#### [TEXTO EXTRAÍDO]
......
Apuesta mayor por el cine El siempre desafiante cine del mexicano Carlos Reygadas (Japón; Batalla en el cielo) nunca esconde sus intenciones: planos largos, silencios prolongados, voracidad estética que, por momentos, cae en un vacío de esteticisismo. Premiada en muchos festivales internacionales, Luz silenciosa es su apuesta mayor, ya que el cineasta da vuelta todos los límites posibles sobre una forma de hacer cine, construir imágenes, describir un mundo particular, con sus tempos narrativos y sus costumbres y mandatos ancestrales. La acción se sitúa en la zona de Chihuahua y sus protagonistas son los integrantes de una comunidad de menonitas, aferrados a preceptos y códigos religiosos y morales que marcan su devenir cotidiano. Una infidelidad matrimonial será el desencadenante del conflicto. Sólo eso y nada más que eso. En efecto, Reygadas filma a una comunidad (los no actores son los verdaderos menonitas), los anocheceres y amaneceres de ese bucólico paisaje, las ceremonias, los rezos, el espíritu de un grupo respetuoso de una forma de vivir, y por qué no, de una manera de contemplar a una microsociedad que parecer detenida en el tiempo. Las herencias estéticas del film oscilan entre las películas de Robert Bresson y del danés Carl Theodor Dreyer, conformando un corpus único y personal, donde Reygadas se siente cómodo, tanto con una cámara estática que registra un paisaje durante largos minutos o a través de extensos travellings que recorren cada uno de los interiores, despojados, austeros, minimalistas. Luz silenciosa es una película que dividirá opiniones: se la toma o deja a los 10, 15 minutos. Bienvenida la propuesta, entonces, para la rutinaria y burocrática cartelera de estos tiempos.
......
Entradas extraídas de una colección
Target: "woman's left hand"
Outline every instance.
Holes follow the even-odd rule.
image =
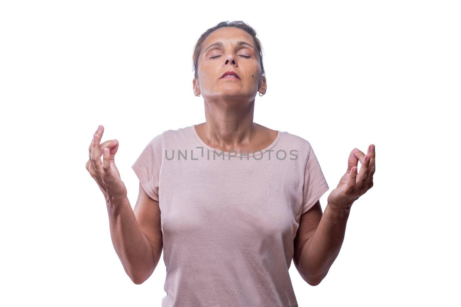
[[[361,165],[357,175],[359,161]],[[356,148],[350,152],[347,171],[339,181],[338,186],[328,196],[328,205],[333,209],[343,210],[365,193],[373,186],[375,172],[375,146],[368,146],[366,155]]]

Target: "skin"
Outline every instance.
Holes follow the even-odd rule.
[[[239,41],[251,45],[239,45]],[[207,49],[216,42],[222,45]],[[257,93],[264,94],[267,89],[254,47],[248,34],[232,27],[215,31],[204,42],[198,76],[192,85],[195,95],[203,99],[206,120],[195,129],[212,148],[252,152],[266,148],[277,136],[277,131],[253,122]],[[240,79],[220,79],[227,71],[235,72]],[[90,145],[86,168],[106,199],[116,252],[128,276],[140,284],[154,272],[163,247],[159,202],[146,193],[140,182],[137,201],[131,209],[115,164],[118,142],[113,140],[101,143],[103,133],[100,125]],[[362,166],[357,174],[359,161]],[[374,145],[368,147],[366,154],[354,148],[347,171],[328,196],[325,212],[319,201],[301,216],[293,261],[309,284],[320,282],[339,254],[352,205],[373,186],[374,171]]]

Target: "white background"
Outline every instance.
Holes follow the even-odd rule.
[[[205,120],[192,87],[196,40],[242,20],[264,51],[268,88],[255,122],[308,140],[330,191],[351,150],[376,145],[374,186],[353,205],[327,276],[310,286],[292,263],[299,306],[452,306],[457,2],[2,1],[2,304],[160,306],[163,255],[143,284],[126,274],[85,168],[88,147],[99,125],[104,141],[119,141],[134,207],[131,166],[145,146]]]

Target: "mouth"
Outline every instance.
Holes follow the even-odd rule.
[[[221,76],[220,79],[224,79],[226,78],[233,78],[234,79],[240,79],[240,77],[238,76],[237,73],[234,71],[232,71],[231,70],[229,70],[226,71],[226,72],[223,74],[223,75]]]

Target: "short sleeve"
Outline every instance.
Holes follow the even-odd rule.
[[[162,151],[160,134],[149,142],[131,166],[146,193],[157,201]]]
[[[329,188],[312,147],[309,152],[304,171],[304,184],[302,188],[302,210],[305,213],[315,204]]]

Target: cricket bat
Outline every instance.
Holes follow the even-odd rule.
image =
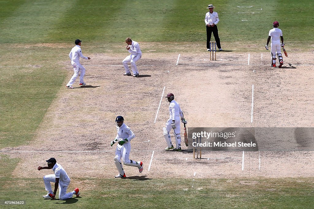
[[[185,127],[185,123],[184,124],[184,142],[185,143],[185,146],[188,146],[188,142],[187,141],[187,127]]]
[[[284,49],[284,48],[283,46],[282,47],[282,50],[284,50],[284,55],[288,57],[288,54],[287,53],[287,51],[286,51],[286,50]]]
[[[182,112],[182,116],[183,117],[184,117],[184,115]],[[184,124],[184,142],[185,143],[185,146],[187,147],[189,146],[188,141],[187,141],[187,127],[185,126],[185,123]]]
......
#### [QUÉ SE PIDE]
Traduce al inglés esta oración de la reseña sobre Luz silenciosa: «Una infidelidad matrimonial será el desencadenante del conflicto.»

#### [RESPUESTA]
A marital infidelity will be the trigger of the conflict.